┌─ Text section

14. Community (2009-current)
I will always be more interested in daring and ambition than recitations of what has been successful in the past. Community started as a quirky sitcom that placed a bunch of disparate and funny characters together and let the jokes fly. That was good, but it had been done before. Creator Dan Harmon, couldn’t let that stand and started to shake things up. The show got weirder and more experimental, culminating in the great success of a paintball episode that satirized numerous war films. After that door was opened Harmon let things fly. My favorite moment was the tribute episode to “My Dinner with Andre” which was a movie nobody had ever watched, yet the episode was fantastic. Unfortunately Harmon, as many creative giants are, was hard to work with and was fired from the show. We’ll have to see if the new producers can keep making the show that dared more than just about any other, or will they play it safe and lose the edge that made Community great (although watched by few).
13. Millennium (1996-1999)
From Chris Carter, who also did The X-Files, I actually have this rated higher. I think I just find the topic of aliens less intriguing than serial killers. That could say something bad about me, but I prefer to interpret that preference as liking content about things that actually exist. Serial killers are out there and their psychology is an actual phenomena, not something that was made up. Yes, I don’t believe in little green men, nor a government conspiracy to keep their existence hidden from the public. Frank Black of course is an interesting character in how own right. Haunted by a gift that gives him insight into the insane, he struggles with his family life and his ability to stay sane himself. Despite being more grounded in reality, there is still a nice dose of the mystical that adds a weirdness to the show that I always liked.
12. Angel (1999-2004)

└─
┌─ Listed records

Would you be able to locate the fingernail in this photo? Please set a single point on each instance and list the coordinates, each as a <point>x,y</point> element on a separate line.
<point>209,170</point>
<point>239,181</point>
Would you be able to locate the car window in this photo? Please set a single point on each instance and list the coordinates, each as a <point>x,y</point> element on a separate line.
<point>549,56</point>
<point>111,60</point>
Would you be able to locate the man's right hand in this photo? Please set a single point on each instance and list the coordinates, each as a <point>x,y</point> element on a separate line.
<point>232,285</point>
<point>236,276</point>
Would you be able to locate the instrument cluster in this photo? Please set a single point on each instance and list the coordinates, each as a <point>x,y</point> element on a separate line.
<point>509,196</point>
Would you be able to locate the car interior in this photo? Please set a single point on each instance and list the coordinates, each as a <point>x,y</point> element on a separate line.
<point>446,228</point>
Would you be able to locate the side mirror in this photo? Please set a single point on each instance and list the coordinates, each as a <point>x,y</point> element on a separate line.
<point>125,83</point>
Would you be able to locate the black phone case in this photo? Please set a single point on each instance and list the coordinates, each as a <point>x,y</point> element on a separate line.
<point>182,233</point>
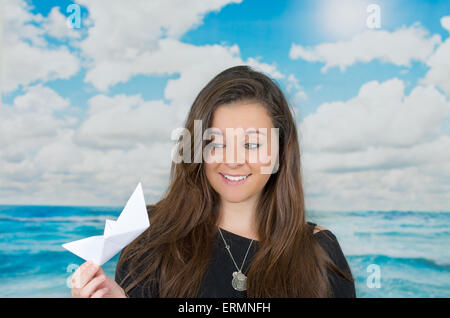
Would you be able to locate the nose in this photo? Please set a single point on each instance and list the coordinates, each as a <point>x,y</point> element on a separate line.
<point>235,156</point>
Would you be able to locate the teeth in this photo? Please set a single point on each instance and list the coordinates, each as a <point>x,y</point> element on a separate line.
<point>234,178</point>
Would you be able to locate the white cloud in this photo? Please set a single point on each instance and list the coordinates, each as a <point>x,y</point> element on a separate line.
<point>147,22</point>
<point>26,55</point>
<point>381,115</point>
<point>445,22</point>
<point>56,26</point>
<point>122,122</point>
<point>400,47</point>
<point>381,150</point>
<point>42,162</point>
<point>439,63</point>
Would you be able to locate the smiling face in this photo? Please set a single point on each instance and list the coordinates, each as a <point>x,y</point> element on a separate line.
<point>237,179</point>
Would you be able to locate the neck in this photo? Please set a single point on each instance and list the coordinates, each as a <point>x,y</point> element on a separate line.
<point>239,217</point>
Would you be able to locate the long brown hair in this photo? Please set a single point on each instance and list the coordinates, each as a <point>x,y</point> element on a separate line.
<point>173,254</point>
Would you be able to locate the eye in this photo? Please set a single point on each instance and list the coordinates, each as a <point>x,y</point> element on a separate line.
<point>217,145</point>
<point>252,145</point>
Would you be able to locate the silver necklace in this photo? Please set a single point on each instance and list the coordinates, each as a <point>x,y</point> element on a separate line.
<point>239,281</point>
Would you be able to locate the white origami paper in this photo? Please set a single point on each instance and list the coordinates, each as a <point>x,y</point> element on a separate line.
<point>131,223</point>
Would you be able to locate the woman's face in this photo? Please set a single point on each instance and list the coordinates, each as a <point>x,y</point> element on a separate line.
<point>244,115</point>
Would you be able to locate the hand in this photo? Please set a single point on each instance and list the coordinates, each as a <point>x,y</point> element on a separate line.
<point>89,281</point>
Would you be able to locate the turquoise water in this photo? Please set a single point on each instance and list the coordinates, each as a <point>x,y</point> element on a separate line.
<point>410,249</point>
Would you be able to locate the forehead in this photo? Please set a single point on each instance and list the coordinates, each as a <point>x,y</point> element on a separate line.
<point>243,115</point>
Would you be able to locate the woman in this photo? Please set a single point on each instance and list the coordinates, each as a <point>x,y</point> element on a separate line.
<point>225,229</point>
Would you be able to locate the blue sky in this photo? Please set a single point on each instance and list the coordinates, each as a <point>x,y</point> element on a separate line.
<point>336,56</point>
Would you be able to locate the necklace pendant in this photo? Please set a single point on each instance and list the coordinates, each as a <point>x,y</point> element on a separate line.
<point>239,281</point>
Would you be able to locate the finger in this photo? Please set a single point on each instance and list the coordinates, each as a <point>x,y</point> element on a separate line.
<point>77,275</point>
<point>100,293</point>
<point>92,286</point>
<point>87,274</point>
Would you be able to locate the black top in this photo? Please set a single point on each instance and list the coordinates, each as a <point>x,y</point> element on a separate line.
<point>217,280</point>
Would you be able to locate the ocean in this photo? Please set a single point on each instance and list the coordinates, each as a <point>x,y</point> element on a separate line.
<point>391,254</point>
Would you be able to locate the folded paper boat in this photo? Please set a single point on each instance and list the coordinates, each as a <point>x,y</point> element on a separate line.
<point>132,222</point>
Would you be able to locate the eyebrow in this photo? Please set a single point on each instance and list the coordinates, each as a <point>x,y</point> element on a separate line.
<point>248,132</point>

└─

* Task set:
• 1. In the TV show countdown, why does the writer rate Millennium higher than The X-Files? Answer in one to three sentences.
• 2. Reproduce the TV show countdown from "13. Millennium (1996-1999)" up to and including "12. Angel (1999-2004)".
• 3. Resume the TV show countdown from the point where it stops.
The entries have nothing to do with the TV show countdown.

* Set of answers:
• 1. The writer finds serial killers more intriguing than aliens, which the writer reads as a preference for content about things that actually exist. Serial killers and their psychology are real, but the writer doesn't believe in little green men or in a government conspiracy to hide them.

• 2.
13. Millennium (1996-1999)
From Chris Carter, who also did The X-Files, I actually have this rated higher. I think I just find the topic of aliens less intriguing than serial killers. That could say something bad about me, but I prefer to interpret that preference as liking content about things that actually exist. Serial killers are out there and their psychology is an actual phenomena, not something that was made up. Yes, I don’t believe in little green men, nor a government conspiracy to keep their existence hidden from the public. Frank Black of course is an interesting character in how own right. Haunted by a gift that gives him insight into the insane, he struggles with his family life and his ability to stay sane himself. Despite being more grounded in reality, there is still a nice dose of the mystical that adds a weirdness to the show that I always liked.
12. Angel (1999-2004)

• 3.
The Buffy spinoff that became really good in its own right. In some ways Angel exceeded Buffy because it was a more consistently good product once they worked the kinks out and figured out how to make a good show. Overall it rarely hit the heights that Buffy hit, but was certainly enjoyable to watch from beginning to end. I have to give David Boreanaz a lot of credit, because based on his performance in the first three seasons of Buffy it would be a stretch to think he could carry his own show. The more screen time he had, the better he got. He had a tough role because he was the lead, but in many ways he was the one guy that couldn’t change much or grow as the series progressed. Fortunately there were some other great characters that were allowed to have interesting arcs that fulfilled that need that every great show has.
11. Seinfeld (1990-1998)
This is the ultimate example of letting a show that has promise stick around and get better. The first season weren’t great, but they showed promise. Jerry Seinfeld never became a great actor, but was particularly rough early on. The show had smart ideas, but hadn’t figured out how to layer them on top of them. NBC stuck with the show and in a few years it became the funniest show on TV and their biggest hit. When at its best Seinfeld was just full with good jokes that stemmed from a combination of crazy characters and Jerry Seinfeld’s observational style of stand up comedy. I think its safe to say that Seinfeld gets the highest combined score of being funny and being popular. That’s a pretty good position to be in.